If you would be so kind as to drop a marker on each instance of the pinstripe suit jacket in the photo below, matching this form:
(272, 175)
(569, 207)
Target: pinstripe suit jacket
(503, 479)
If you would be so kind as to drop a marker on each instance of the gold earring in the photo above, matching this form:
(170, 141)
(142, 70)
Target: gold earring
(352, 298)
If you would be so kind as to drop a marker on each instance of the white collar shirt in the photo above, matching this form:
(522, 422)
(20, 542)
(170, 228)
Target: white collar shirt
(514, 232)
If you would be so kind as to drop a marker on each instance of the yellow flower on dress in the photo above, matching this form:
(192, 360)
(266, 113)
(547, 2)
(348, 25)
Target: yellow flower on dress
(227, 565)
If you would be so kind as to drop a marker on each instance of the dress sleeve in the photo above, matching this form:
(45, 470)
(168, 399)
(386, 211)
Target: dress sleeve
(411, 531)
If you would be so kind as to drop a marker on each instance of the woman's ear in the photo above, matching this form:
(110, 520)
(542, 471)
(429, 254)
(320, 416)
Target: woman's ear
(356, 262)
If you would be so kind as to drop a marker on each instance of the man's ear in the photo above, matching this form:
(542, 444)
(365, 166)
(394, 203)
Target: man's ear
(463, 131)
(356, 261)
---+---
GOAL: Turn every line of all the rows above into one numbered list, leaving out any blank lines.

ANSWER FOR THIS EXERCISE:
1. If you would be so kind as to drop a marker on each instance of the pinstripe suit jacket in the photo below, matching this form:
2. (272, 175)
3. (569, 207)
4. Target: pinstripe suit jacket
5. (503, 479)
6. If you would be so kind as to drop a marker on each instance of the gold earring in the photo above, matching this form:
7. (170, 141)
8. (142, 70)
9. Target: gold earring
10. (352, 298)
11. If you would be so kind as to drop a marker on each instance of the white collar shirt in the photo above, matching this form:
12. (522, 422)
13. (20, 542)
14. (170, 228)
15. Target: white collar shirt
16. (514, 232)
17. If you would be so kind as to drop a marker on each instance of the yellow flower on dress in the photo above, matching this form:
18. (192, 360)
19. (266, 113)
20. (547, 2)
21. (348, 25)
22. Target: yellow flower on dress
23. (227, 565)
24. If you would be so kind as to drop a marker on each instance of the dress sleeve in the photo above, matching this form:
25. (45, 470)
26. (168, 399)
27. (386, 211)
28. Target: dress sleeve
29. (411, 531)
30. If you would be so kind as to drop a marker on each instance of the woman's ear in the photo above, matching this form:
31. (110, 520)
32. (542, 471)
33. (429, 254)
34. (320, 416)
35. Target: woman's ear
36. (356, 262)
37. If you would be so kind as to drop a marker on each instance of the man's ear in the photo above, matching this form:
38. (542, 444)
39. (365, 166)
40. (394, 203)
41. Target: man's ear
42. (463, 131)
43. (356, 261)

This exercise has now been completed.